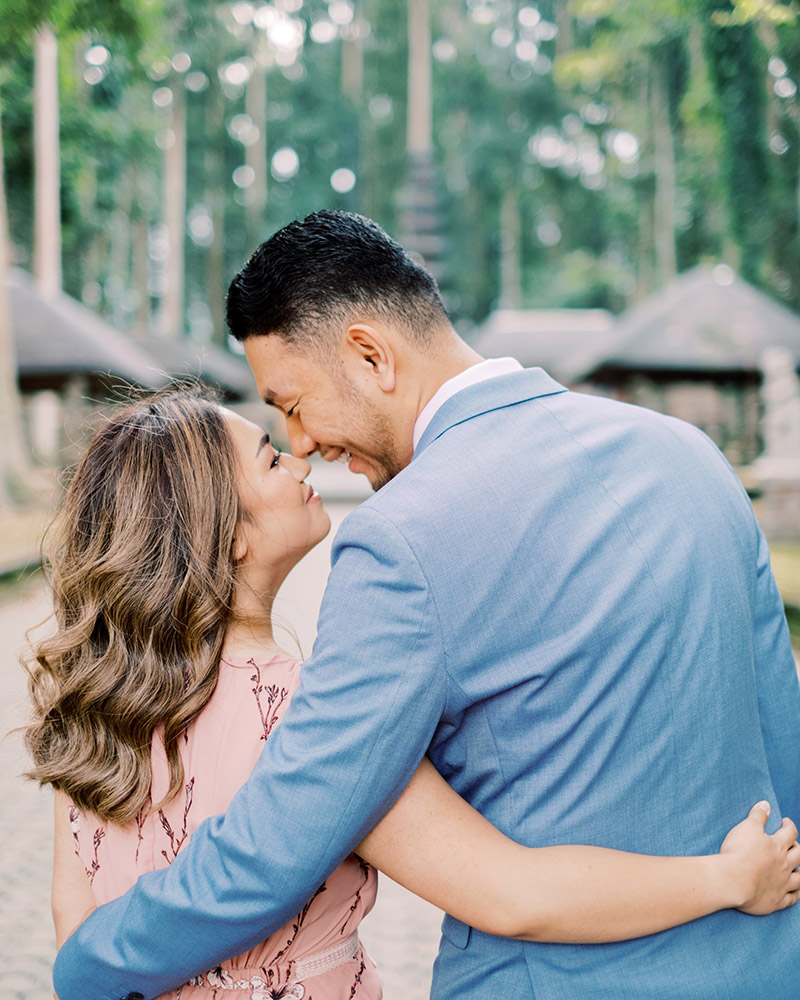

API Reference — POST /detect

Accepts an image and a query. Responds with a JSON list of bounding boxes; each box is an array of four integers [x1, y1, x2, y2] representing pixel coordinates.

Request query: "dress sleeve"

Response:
[[54, 507, 446, 1000]]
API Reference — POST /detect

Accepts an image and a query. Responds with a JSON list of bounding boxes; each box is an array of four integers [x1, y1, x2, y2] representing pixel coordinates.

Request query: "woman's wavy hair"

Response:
[[25, 386, 242, 824]]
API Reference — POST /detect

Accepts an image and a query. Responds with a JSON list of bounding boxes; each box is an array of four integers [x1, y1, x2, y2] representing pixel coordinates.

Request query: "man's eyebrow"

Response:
[[256, 431, 269, 458]]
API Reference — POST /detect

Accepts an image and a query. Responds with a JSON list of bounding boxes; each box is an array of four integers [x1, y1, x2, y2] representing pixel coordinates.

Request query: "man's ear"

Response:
[[345, 323, 396, 392]]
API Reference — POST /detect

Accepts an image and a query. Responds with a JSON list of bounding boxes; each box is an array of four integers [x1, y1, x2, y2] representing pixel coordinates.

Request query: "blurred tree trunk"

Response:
[[648, 46, 677, 287], [556, 0, 575, 57], [244, 39, 271, 253], [131, 209, 150, 338], [342, 2, 366, 107], [406, 0, 433, 157], [33, 24, 61, 296], [500, 184, 522, 309], [703, 0, 770, 285], [163, 77, 186, 337], [0, 99, 28, 506], [205, 80, 227, 347]]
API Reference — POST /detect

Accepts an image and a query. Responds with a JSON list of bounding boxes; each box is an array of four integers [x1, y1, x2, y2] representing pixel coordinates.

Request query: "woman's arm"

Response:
[[51, 792, 96, 948], [356, 758, 800, 944]]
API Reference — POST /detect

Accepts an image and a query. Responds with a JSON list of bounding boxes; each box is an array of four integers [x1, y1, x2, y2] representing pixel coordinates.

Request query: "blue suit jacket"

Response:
[[55, 369, 800, 1000]]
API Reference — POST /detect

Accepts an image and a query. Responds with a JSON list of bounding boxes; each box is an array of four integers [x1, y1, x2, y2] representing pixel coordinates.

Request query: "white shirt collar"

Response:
[[413, 358, 522, 451]]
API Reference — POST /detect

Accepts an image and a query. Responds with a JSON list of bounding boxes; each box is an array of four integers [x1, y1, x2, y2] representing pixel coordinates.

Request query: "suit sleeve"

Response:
[[753, 531, 800, 823], [54, 507, 446, 1000]]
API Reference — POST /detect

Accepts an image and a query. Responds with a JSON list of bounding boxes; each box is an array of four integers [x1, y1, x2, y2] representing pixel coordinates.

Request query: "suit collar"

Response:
[[414, 368, 567, 457]]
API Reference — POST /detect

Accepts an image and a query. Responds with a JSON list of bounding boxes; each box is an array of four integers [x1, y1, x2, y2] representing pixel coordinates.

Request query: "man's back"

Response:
[[51, 369, 800, 1000], [360, 372, 800, 1000]]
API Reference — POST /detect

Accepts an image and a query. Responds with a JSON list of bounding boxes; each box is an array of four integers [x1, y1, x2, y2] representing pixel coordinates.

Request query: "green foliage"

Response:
[[0, 0, 800, 327]]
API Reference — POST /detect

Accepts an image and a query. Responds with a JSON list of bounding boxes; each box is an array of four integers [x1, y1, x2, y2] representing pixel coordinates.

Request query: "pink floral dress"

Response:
[[70, 654, 382, 1000]]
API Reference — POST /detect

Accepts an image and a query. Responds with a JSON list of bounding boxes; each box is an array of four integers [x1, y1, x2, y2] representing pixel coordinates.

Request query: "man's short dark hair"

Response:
[[227, 210, 448, 349]]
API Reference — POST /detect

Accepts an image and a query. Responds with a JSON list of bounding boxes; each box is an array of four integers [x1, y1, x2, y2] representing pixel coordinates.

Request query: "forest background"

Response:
[[0, 0, 800, 352]]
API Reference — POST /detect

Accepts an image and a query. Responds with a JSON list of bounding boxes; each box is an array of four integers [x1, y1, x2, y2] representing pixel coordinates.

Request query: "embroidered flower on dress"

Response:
[[206, 965, 233, 989]]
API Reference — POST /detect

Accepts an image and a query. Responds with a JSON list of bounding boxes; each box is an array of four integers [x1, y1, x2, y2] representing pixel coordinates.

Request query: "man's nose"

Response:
[[282, 455, 311, 483], [286, 417, 319, 458]]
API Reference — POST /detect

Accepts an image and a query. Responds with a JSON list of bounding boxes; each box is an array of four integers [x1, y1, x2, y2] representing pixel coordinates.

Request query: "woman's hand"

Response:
[[720, 802, 800, 916]]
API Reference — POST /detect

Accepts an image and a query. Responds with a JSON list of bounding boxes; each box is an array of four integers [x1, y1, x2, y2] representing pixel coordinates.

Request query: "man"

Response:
[[55, 212, 800, 1000]]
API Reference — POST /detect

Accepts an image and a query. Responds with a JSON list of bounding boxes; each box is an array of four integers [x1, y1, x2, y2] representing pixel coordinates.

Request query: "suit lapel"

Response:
[[414, 368, 567, 458]]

:: SHORT PROBLEM ::
Please put all the rows above into a two-column CSV with the headers "request" and "response", one line per row, placing each request's text and its response in a single quoted field with line breaks changed to spaces. Leave the pictures out.

:: SOLUTION TO THIS EXERCISE ::
request,response
"API Reference — POST /detect Accepts an image and a query. Responds with a JSON list of bounding boxes; each box is an array of four integers [x1, y1, x2, y2] representing pixel coordinates. Request query: ""dress sleeve"" Response:","[[54, 507, 446, 1000]]"
"API Reference — POST /detect Accepts an image and a query. Responds with a JSON list of bounding boxes; each box is an array of four integers [x1, y1, x2, y2] representing pixel coordinates. Request query: ""woman's wavy hair"" Response:","[[25, 386, 242, 824]]"
"API Reference — POST /detect Accepts an image and a query. Responds with a JSON list of bounding boxes; each box is an array of four integers [x1, y1, x2, y2] representing pixel coordinates. Request query: ""man's eyebrow"" Response:","[[256, 431, 269, 458]]"
"API Reference — POST /detect Accepts an image and a query. Responds with a JSON list of bounding boxes; each box is an array of four integers [x1, y1, x2, y2] representing pixel coordinates. Request query: ""man's ear"" Response:","[[345, 323, 396, 392]]"
"API Reference — POST /detect Accepts an image and a query. Responds with a JSON list of bounding boxes; each box is an array of four integers [x1, y1, x2, y2] representing pixel coordinates. Request query: ""blurred tree trunk"" Response:","[[648, 46, 677, 287], [556, 0, 575, 57], [244, 39, 271, 253], [131, 209, 150, 338], [342, 2, 366, 107], [406, 0, 433, 157], [33, 24, 61, 296], [500, 184, 522, 309], [703, 0, 770, 285], [163, 77, 186, 337], [0, 99, 28, 506], [205, 80, 227, 347]]"
"API Reference — POST /detect Accepts an image and a query. Responds with a JSON list of bounding boxes; each box is an array of four integers [x1, y1, x2, y2] representing pixel coordinates. Request query: ""woman's arm"" Response:","[[51, 792, 96, 948], [356, 758, 800, 944]]"
"API Reference — POST /detect Accepts an image and a query. Responds with a JSON list of bounding boxes; each box is an array of four integers [x1, y1, x2, y2] representing pixel coordinates. Request query: ""blue suit jacket"" Response:","[[55, 369, 800, 1000]]"
"API Reference — POST /detect Accepts an image and a query. Responds with a JSON list of bounding boxes; each box is an array of four integers [x1, y1, x2, y2] representing pixel coordinates. Request query: ""white shirt collar"" Response:","[[413, 358, 522, 451]]"
"API Reference — POST /detect Accepts an image and a query. Responds with a JSON list of bounding boxes; each box is an array of four integers [x1, y1, x2, y2] representing pixel coordinates. Request query: ""suit sleeve"" Response:","[[753, 531, 800, 823], [54, 507, 446, 1000]]"
"API Reference — POST /detect Accepts an image and a query. Responds with a JSON list of bounding boxes; each box is an array of four integers [x1, y1, x2, y2] representing pixel coordinates. Request query: ""suit collar"" Response:","[[414, 368, 567, 457]]"
"API Reference — POST /detect Accepts an image and a query. Responds with a JSON list of bounding boxes; each box is an array of four integers [x1, y1, x2, y2] representing pixel coordinates. Request query: ""man's back"" Response:","[[51, 369, 800, 1000], [360, 372, 800, 1000]]"
"API Reference — POST /detect Accepts an image and a query. Responds with a JSON list of bounding boxes; each box is an array of four integers [x1, y1, x2, y2] representing pixel coordinates. Request query: ""green foliage"" Response:","[[0, 0, 800, 327]]"
"API Reference — POST /detect Accepts an image and a query. Responds with a JSON list of bounding boxes; each box is an array of four integers [x1, y1, x2, y2] representing pixel coordinates. Request query: ""pink floral dress"" Response:","[[70, 654, 382, 1000]]"
"API Reference — POST /detect Accepts an image and a query. Responds with a JSON list of bounding boxes; each box is an array of four integers [x1, y1, x2, y2] representing pixel coordinates. Request query: ""man's short dark hair"" Response:","[[227, 210, 448, 349]]"
"API Reference — POST /detect Accepts an image and a query. Responds with a JSON list of bounding boxes; each box is an array of four integers [x1, y1, x2, y2] representing pixel coordinates. Request query: ""forest background"" Response:","[[0, 0, 800, 352]]"
"API Reference — POST /detect Accepts an image and a query. Responds with a JSON list of bounding boxes; each box is an array of four integers [x1, y1, x2, y2] representing pixel coordinates. Request query: ""embroidered flower on dress"" Response:","[[206, 965, 233, 989]]"
"API Reference — POST /detect Accepts an image and a query. Responds with a JSON list of bounding boxes; each box is an array of four integers [x1, y1, x2, y2] representing pixel coordinates. Request query: ""man's nose"" Response:","[[282, 455, 311, 483], [286, 417, 319, 458]]"
"API Reference — POST /detect Accepts an image and a query. Responds with a JSON list of bounding boxes; each box is an array of four integers [x1, y1, x2, y2] representing pixel coordinates. Request query: ""woman's hand"" Response:","[[720, 802, 800, 916]]"
"API Reference — POST /detect Accepts an image and a query. Responds with a JSON list of bounding boxes; each box is an array of four integers [x1, y1, x2, y2] representing pixel coordinates. Request query: ""man"" Response:","[[55, 212, 800, 1000]]"
"API Reference — POST /detect Accepts an image and a query. Responds with a JSON list of bounding boxes; each box is an array of four integers [x1, y1, x2, y2] representing pixel coordinates. Request query: ""suit lapel"" Response:","[[414, 368, 567, 458]]"